<<<<

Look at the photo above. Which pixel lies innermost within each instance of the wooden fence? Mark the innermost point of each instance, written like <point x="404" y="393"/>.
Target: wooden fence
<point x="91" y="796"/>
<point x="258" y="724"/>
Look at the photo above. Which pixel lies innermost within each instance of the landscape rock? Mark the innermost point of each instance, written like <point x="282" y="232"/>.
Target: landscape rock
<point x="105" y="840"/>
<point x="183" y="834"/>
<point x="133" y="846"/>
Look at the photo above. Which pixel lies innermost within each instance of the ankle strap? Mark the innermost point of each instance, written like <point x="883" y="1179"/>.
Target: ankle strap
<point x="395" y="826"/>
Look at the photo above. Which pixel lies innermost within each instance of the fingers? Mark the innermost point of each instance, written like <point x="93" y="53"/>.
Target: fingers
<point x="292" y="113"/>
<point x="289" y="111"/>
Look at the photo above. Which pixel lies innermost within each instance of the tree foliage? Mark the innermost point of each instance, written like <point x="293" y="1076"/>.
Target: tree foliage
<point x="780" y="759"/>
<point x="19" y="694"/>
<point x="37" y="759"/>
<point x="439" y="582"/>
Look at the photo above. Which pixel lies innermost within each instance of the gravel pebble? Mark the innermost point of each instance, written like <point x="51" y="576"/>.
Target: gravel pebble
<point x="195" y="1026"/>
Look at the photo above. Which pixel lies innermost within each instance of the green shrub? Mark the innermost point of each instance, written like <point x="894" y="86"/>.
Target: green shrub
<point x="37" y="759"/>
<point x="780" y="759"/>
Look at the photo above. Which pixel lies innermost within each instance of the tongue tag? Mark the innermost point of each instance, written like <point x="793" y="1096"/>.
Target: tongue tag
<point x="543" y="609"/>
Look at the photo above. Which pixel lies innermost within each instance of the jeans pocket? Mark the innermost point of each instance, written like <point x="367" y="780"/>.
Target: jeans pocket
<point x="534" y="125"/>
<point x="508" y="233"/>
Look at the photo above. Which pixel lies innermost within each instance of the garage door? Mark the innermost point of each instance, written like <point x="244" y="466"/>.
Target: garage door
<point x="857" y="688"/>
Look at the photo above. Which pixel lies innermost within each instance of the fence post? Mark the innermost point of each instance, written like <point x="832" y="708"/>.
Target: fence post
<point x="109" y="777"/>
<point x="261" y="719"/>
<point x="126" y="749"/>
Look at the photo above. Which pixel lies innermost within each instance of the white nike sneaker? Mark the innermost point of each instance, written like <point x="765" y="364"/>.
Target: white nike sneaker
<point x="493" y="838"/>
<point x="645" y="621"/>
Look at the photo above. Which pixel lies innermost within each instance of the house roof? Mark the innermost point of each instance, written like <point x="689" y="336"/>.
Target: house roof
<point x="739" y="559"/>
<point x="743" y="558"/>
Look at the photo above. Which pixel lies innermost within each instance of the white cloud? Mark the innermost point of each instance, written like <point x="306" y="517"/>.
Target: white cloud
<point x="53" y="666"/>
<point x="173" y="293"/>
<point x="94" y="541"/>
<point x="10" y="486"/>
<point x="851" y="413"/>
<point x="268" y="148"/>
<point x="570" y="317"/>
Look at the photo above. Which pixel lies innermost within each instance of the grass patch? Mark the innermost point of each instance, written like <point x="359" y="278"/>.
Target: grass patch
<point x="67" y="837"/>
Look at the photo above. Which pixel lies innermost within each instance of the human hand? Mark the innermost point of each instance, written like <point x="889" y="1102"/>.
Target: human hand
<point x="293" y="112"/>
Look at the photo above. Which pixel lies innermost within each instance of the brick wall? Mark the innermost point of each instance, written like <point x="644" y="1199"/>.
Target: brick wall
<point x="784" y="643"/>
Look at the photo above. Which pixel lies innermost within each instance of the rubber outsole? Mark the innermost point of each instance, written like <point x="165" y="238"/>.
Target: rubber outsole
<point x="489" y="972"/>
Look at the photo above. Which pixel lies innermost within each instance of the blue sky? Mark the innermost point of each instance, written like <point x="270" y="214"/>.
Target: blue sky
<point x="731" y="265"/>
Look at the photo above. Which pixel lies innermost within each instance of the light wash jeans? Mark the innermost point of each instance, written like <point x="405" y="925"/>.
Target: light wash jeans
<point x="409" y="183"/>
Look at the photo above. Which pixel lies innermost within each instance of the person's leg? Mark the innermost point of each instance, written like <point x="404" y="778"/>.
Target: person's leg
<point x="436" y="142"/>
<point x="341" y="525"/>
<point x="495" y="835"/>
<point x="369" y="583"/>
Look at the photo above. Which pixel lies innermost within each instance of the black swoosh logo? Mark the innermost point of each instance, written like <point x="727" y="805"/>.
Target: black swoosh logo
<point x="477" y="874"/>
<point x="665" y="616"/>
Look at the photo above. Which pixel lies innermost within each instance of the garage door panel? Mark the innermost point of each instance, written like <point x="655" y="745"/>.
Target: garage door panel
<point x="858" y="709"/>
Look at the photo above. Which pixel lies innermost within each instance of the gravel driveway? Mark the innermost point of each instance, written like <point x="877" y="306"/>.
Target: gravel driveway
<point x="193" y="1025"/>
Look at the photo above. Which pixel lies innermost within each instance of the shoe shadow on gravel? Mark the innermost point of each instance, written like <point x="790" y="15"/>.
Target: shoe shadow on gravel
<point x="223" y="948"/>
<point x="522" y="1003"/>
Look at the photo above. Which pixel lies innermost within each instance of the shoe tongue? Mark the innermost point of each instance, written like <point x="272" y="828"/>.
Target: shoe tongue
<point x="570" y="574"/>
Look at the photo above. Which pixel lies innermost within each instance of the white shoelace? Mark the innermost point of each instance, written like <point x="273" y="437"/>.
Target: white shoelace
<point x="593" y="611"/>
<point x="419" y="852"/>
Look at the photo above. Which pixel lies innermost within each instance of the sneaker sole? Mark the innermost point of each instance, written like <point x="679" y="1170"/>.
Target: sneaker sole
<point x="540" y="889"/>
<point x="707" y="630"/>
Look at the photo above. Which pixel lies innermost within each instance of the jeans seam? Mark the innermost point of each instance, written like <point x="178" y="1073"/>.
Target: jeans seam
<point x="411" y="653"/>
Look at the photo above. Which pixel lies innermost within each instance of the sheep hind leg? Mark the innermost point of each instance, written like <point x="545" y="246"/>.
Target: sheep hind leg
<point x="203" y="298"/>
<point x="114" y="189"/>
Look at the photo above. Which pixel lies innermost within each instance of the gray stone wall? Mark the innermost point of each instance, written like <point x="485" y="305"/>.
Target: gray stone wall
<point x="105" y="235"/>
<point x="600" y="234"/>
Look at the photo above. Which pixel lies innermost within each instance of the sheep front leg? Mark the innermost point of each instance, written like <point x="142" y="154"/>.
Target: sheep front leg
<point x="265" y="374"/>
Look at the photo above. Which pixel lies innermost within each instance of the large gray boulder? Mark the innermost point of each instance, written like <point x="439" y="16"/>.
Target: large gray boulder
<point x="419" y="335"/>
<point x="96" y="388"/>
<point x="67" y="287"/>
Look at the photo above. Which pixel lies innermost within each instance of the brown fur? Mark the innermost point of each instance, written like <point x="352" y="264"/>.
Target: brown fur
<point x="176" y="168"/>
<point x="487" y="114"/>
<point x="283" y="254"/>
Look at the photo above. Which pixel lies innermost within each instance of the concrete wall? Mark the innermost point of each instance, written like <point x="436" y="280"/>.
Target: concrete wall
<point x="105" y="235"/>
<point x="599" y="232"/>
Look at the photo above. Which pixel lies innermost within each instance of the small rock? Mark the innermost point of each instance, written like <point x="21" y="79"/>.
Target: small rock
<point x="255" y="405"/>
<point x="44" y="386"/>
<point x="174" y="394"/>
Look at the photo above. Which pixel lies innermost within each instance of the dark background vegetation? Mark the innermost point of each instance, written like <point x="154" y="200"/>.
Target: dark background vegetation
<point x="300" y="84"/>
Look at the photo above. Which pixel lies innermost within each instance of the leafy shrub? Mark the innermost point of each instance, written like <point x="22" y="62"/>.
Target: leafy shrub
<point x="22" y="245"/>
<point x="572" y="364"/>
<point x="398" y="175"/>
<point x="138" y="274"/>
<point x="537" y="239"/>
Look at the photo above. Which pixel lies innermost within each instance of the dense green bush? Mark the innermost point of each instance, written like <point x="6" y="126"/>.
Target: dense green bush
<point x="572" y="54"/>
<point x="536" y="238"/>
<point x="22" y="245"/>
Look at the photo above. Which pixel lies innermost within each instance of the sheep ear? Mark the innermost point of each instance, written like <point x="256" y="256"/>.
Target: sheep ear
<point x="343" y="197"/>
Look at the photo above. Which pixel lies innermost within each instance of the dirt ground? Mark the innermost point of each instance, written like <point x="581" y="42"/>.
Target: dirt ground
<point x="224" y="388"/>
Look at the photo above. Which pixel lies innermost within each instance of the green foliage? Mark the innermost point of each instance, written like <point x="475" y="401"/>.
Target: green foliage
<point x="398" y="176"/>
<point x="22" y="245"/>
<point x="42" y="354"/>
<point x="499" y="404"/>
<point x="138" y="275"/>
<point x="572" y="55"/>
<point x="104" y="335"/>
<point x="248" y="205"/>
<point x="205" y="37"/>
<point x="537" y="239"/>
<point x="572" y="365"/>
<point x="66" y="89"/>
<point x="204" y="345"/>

>>>>

• [WHAT THIS TASK INVOLVES]
What you give back must be the stretch above, starting at the line with "of the blue" and ending at the line with "the shoe shadow", copied exactly.

• [WRITTEN SOLUTION]
Look at the photo above. Which pixel lies innermost within each instance of the blue sky? Mark the innermost point of each instance, written like <point x="270" y="214"/>.
Target: blue sky
<point x="731" y="265"/>
Look at the photo above. Which pixel lies innermost within each instance of the light wash jeans? Mark the innermost point of each instance, written like <point x="405" y="925"/>.
Target: light wash jeans
<point x="409" y="183"/>
Look at the photo above. Which pixel lies innermost within each instance of the person's leg? Mark the innermost point of each instance, written like <point x="404" y="778"/>.
Target: person's leg
<point x="436" y="142"/>
<point x="341" y="525"/>
<point x="495" y="835"/>
<point x="369" y="583"/>
Look at the photo above. Which pixel lies innermost within each instance of the black swoosh logo? Mark the innermost point of each instance, written like <point x="727" y="805"/>.
Target: black swoosh logo
<point x="477" y="874"/>
<point x="665" y="616"/>
Look at the photo above. Which pixel lies innermost within each instance of the garage door panel? Mark the innermost point of each instance, written like <point x="655" y="745"/>.
Target: garage door panel
<point x="858" y="709"/>
Look at the photo above. Which pixel lies innermost within each instance of the gravel driveway? Mark the innermost point of each instance, written like <point x="877" y="306"/>.
Target: gravel driveway
<point x="193" y="1025"/>
Look at the photo above. Which pixel lies innermost within each instance of the shoe shadow on gravel? Mark the innermost point of each instance, written like <point x="790" y="15"/>.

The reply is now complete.